Direction: From the blog post about James Stewart's birthday, return the passage that begins at the words "The BBC's started" and stops after "genuinely nice fella.", reproduced word for word.

Extract provided:

Sunday 18 May 2008

happy early birthday, jim






originally uploaded by stagedoorjohnny.


"I'd like people to remember me as someone who was good at his job and seemed to mean what he said."

The BBC's started celebrating James Stewart's 100th birthday a couple of days early (it's May 20th), and good on them. Often voted to be one of the best actors of all time, he's also one of my personal favourites. Mr. Stewart said of his own career, "I have my own rules and adhere to them. The rule is simple but inflexible. A James Stewart picture must have two vital ingredients: it will be clean and it will involve the triumph of the underdog over the bully." -- while that nice-guy formula does feel a bit tired after you've seen so many movies, Jimmy Stewart always got away with it because you got the impression that he was a genuinely nice fella.

Aside from being a successful actor, attending Princeton (he graduated with a degree in Architecture) and making a career out of being a nice guy (his IMDb biography boasts that he stayed faithful to his wife Gloria all throughout their 45-year marriage), he was the first moviestar to enter the service for World War II, in 1940. During the war he served in the Army Air Corps, and eventually rose to the rank of colonel; after the war he continued serving in the US Air Force Reserve, and he became Brigadier General, making him the actor with the highest active military rank of any actor -- only John Ford (Rear Admiral in the US Naval Reserve) and Ronald Reagan (Commander-in-Chief) outranked him, but Ford became a director (he was an actor from 1914 to 1917) and Reagan made his last TV appearance as an actor in 1965.

Object position labeling entries:
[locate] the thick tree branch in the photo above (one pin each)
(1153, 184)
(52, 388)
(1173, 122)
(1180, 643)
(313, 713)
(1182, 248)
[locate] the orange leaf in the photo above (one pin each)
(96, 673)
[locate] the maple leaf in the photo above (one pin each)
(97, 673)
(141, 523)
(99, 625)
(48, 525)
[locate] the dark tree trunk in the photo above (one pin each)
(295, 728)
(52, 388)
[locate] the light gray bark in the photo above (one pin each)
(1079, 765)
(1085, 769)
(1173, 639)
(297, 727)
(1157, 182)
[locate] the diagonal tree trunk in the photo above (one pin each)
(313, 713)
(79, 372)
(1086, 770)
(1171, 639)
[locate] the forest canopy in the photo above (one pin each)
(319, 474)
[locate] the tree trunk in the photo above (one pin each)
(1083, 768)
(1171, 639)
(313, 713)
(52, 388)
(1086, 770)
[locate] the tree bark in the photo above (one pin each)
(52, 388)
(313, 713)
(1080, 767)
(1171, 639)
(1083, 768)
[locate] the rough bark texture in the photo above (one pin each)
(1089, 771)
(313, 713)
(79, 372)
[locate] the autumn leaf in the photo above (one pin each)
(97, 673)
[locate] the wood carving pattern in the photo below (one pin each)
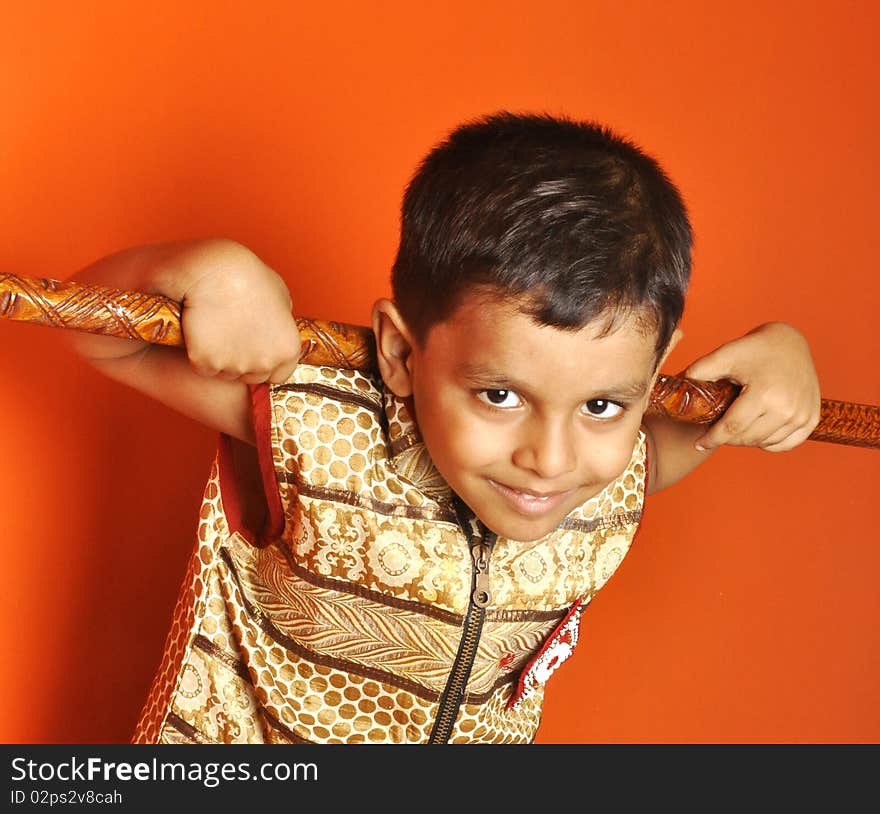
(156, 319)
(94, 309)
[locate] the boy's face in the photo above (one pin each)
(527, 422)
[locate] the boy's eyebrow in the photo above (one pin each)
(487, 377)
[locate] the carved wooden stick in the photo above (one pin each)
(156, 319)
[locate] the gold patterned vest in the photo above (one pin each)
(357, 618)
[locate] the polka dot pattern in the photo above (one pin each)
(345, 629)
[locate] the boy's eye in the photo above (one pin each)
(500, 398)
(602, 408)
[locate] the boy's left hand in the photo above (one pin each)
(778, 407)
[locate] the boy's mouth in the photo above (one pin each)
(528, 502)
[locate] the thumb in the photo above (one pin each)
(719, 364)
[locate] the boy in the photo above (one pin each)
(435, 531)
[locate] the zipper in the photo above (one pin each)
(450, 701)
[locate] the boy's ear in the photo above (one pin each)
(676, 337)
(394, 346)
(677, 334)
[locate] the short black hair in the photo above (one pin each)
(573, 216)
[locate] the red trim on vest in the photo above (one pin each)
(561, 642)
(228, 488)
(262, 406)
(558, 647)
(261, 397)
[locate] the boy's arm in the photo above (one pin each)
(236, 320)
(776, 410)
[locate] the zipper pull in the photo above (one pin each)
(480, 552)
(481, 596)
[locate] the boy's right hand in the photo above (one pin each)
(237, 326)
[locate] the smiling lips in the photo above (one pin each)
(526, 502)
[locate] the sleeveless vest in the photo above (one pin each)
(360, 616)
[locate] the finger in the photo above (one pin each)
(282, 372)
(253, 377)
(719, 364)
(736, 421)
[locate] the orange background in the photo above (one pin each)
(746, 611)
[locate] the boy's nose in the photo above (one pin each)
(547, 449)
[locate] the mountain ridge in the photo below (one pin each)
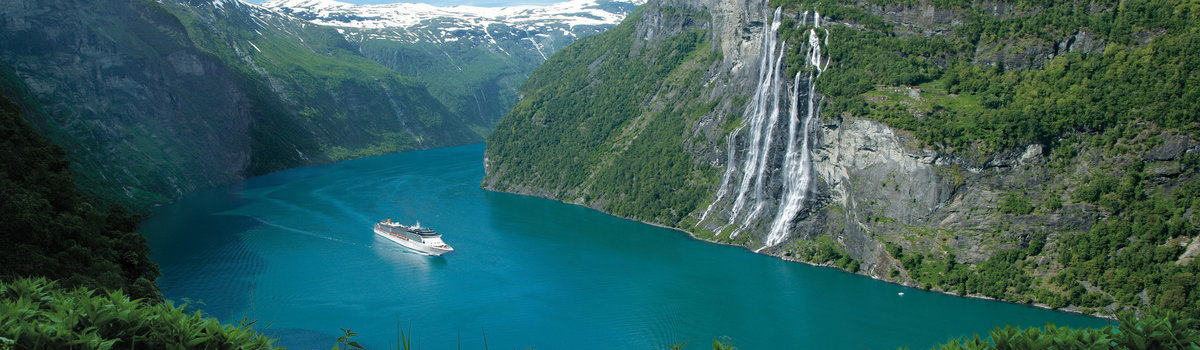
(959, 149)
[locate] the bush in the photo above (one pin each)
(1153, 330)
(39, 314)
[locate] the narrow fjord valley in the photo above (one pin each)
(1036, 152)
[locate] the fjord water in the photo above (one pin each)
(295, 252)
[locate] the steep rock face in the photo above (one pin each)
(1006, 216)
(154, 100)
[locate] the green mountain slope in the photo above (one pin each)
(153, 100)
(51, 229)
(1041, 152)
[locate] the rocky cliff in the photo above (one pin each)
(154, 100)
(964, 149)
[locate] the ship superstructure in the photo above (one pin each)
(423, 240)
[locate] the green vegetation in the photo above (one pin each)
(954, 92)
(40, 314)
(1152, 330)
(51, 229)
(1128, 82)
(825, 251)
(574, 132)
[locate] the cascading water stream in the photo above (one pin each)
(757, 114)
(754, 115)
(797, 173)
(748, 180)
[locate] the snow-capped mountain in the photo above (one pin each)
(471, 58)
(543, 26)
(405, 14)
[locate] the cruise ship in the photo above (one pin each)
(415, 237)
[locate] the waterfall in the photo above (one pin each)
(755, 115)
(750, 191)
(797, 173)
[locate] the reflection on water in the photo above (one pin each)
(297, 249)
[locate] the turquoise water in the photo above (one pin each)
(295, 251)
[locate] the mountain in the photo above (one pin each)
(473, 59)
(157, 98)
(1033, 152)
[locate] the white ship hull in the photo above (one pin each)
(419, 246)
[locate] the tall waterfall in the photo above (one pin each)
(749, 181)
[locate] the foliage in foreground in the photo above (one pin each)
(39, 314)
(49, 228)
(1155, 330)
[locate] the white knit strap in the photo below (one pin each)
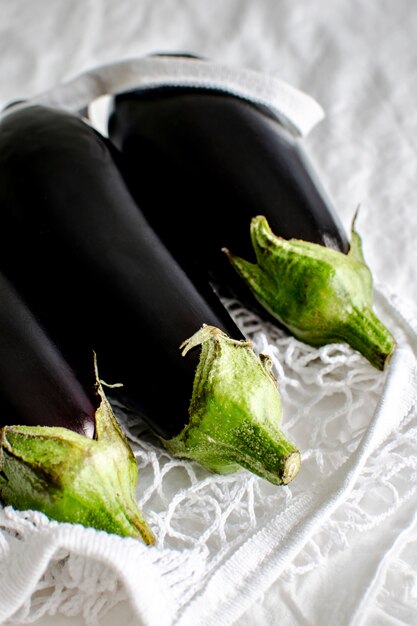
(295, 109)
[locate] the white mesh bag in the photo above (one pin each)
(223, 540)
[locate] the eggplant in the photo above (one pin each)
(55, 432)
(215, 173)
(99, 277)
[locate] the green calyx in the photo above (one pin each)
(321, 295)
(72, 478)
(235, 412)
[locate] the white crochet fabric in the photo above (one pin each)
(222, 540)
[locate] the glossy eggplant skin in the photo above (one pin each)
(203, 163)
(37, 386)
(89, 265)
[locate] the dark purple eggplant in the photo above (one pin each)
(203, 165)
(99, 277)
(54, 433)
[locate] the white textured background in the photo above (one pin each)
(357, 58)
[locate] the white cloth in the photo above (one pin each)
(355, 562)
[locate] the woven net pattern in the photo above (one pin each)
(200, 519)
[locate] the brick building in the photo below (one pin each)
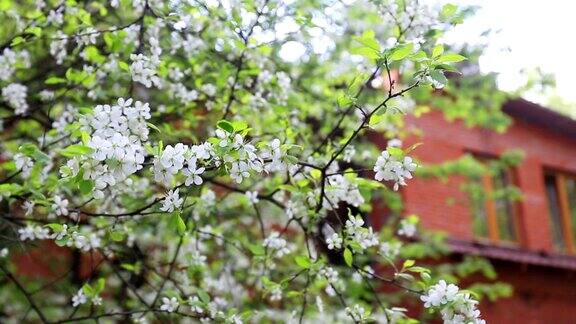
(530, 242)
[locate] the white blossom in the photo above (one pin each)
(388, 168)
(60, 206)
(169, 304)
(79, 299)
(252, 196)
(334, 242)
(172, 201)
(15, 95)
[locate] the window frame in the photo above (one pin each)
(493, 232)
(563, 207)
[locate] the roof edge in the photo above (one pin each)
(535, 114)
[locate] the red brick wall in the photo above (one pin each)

Correct answer:
The BBC's started celebrating James Stewart's 100th birthday a couple of days early (it's May 20th), and good on them. Often voted to be one of the best actors of all time, he's also one of my personal favourites. Mr. Stewart said of his own career, "I have my own rules and adhere to them. The rule is simple but inflexible. A James Stewart picture must have two vital ingredients: it will be clean and it will involve the triumph of the underdog over the bully." -- while that nice-guy formula does feel a bit tired after you've seen so many movies, Jimmy Stewart always got away with it because you got the impression that he was a genuinely nice fella.